─── Passage shown

Some people say that some cases of delirium might be misdiagnosed as AD and that indeed lowering inflammation can stop delirium.
(That being said, I noticed some weird memory improvements a few days after starting semaglutide 3 mg, which is the non therapeutic starting dose… Just feeling mentally sharper and faster So maybe the study is correct and semaglutide is that magical. I want to believe but I’m skeptical…)
100%. Just saying that guy on twitter did not have a strong argument.
(You know I have question marks about GLP being longevity helpful in metabolically, weight and exercised optimized individuals (not including eg average American or people with specific risks) even if there may be such longevity benefits/pathways from eg SGLTi, Acarbose and Rapa in such optimized individuals.)

──────
─── Records supplied

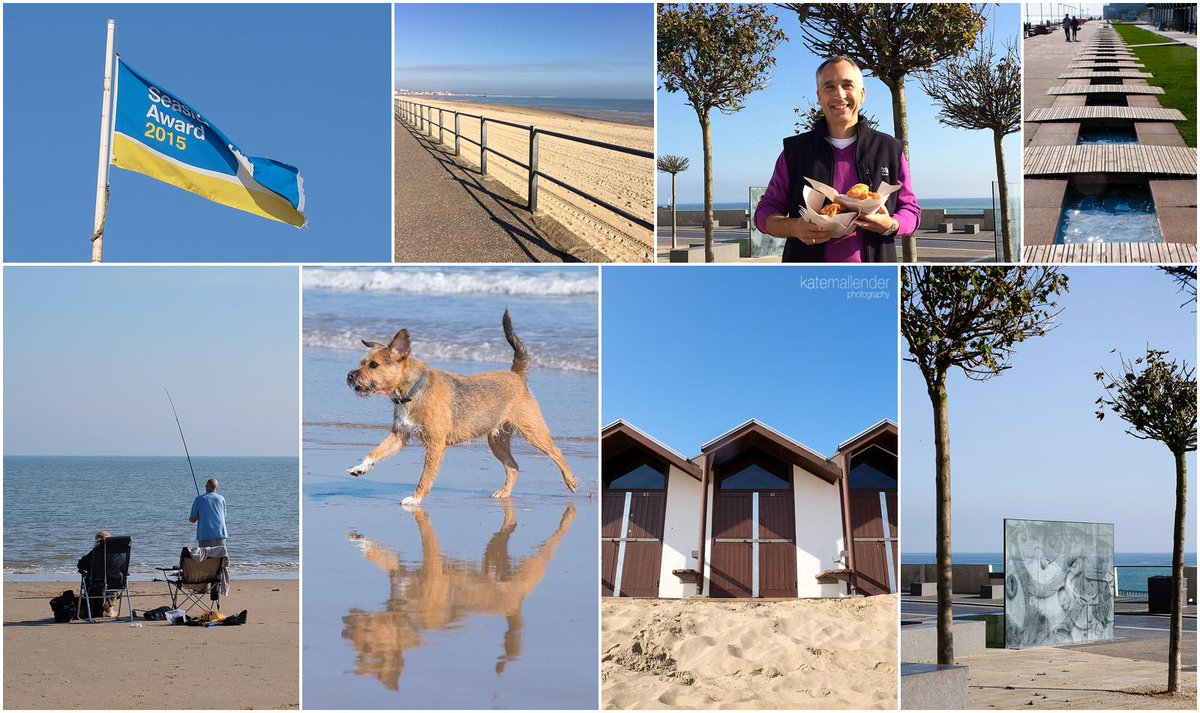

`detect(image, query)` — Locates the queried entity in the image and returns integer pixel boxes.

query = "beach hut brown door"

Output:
[850,490,899,595]
[600,465,667,597]
[848,444,900,595]
[708,463,797,598]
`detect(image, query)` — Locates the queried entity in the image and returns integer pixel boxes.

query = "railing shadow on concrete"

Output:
[395,100,654,230]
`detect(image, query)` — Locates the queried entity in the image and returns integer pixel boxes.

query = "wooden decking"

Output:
[1058,70,1153,79]
[1026,107,1187,121]
[1067,60,1146,70]
[1025,144,1196,176]
[1046,84,1163,95]
[1021,242,1196,264]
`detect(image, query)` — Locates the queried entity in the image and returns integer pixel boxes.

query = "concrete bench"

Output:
[671,242,740,263]
[979,585,1004,599]
[900,664,968,711]
[900,619,988,664]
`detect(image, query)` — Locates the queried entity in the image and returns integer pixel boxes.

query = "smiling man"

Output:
[754,56,920,263]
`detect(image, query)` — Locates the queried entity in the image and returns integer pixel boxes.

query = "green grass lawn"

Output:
[1114,25,1196,148]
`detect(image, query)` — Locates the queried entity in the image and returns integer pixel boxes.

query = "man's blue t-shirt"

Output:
[190,492,229,541]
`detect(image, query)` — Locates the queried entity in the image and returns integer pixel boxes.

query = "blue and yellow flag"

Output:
[113,58,307,228]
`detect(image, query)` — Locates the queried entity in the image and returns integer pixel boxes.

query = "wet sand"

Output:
[600,597,898,709]
[4,579,300,711]
[397,97,654,263]
[302,349,599,709]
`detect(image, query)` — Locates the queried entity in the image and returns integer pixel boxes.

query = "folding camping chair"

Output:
[157,547,229,611]
[79,535,133,623]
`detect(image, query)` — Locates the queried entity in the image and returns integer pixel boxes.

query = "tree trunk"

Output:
[991,130,1013,263]
[697,109,716,263]
[671,173,679,250]
[1166,450,1188,695]
[929,375,954,665]
[872,77,917,263]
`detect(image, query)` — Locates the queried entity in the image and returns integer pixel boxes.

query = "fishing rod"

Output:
[162,387,200,495]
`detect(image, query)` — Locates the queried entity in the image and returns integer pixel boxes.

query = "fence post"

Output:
[529,126,538,215]
[479,116,487,175]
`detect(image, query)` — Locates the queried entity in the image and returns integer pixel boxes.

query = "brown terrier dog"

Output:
[346,310,576,505]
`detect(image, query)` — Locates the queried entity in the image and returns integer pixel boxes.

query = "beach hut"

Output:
[600,420,899,598]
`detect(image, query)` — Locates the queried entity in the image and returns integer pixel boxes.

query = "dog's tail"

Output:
[504,310,529,378]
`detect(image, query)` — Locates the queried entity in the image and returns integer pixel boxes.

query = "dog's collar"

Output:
[391,370,430,403]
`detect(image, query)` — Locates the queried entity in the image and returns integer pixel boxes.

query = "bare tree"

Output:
[900,266,1067,664]
[658,154,691,250]
[1159,265,1196,306]
[917,31,1021,263]
[658,2,787,263]
[1096,350,1196,695]
[780,2,985,263]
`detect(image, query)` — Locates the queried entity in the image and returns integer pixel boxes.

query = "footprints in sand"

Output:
[601,597,896,709]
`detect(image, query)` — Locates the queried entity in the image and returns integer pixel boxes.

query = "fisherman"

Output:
[187,478,228,547]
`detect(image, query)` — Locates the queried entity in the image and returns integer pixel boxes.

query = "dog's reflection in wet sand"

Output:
[342,501,575,690]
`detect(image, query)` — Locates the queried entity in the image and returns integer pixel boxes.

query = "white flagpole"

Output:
[91,19,116,263]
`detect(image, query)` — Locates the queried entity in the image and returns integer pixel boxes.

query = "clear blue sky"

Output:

──────

- [Problem 1]
For each statement, say yes or no on whether it agrees with the passage on semaglutide, and quote the words that decide it.
(a) The writer noticed memory improvements a few days after starting semaglutide 3 mg.
(b) The 3 mg dose is described as a therapeutic dose.
(c) The guy on twitter is said to have had a strong argument.
- [Problem 2]
Using the passage on semaglutide, answer each question.
(a) According to some people, what can lowering inflammation stop?
(b) How did the writer feel mentally after starting semaglutide?
(c) What three options besides GLP are named as possibly having longevity benefits in optimized individuals?
The listing has no role in this exercise.

- [Answer space 1]
(a) Yes: "I noticed some weird memory improvements a few days after starting semaglutide 3 mg"
(b) No: "which is the non therapeutic starting dose"
(c) No: "that guy on twitter did not have a strong argument"

- [Answer space 2]
(a) Delirium
(b) Mentally sharper and faster
(c) SGLTi, Acarbose and Rapa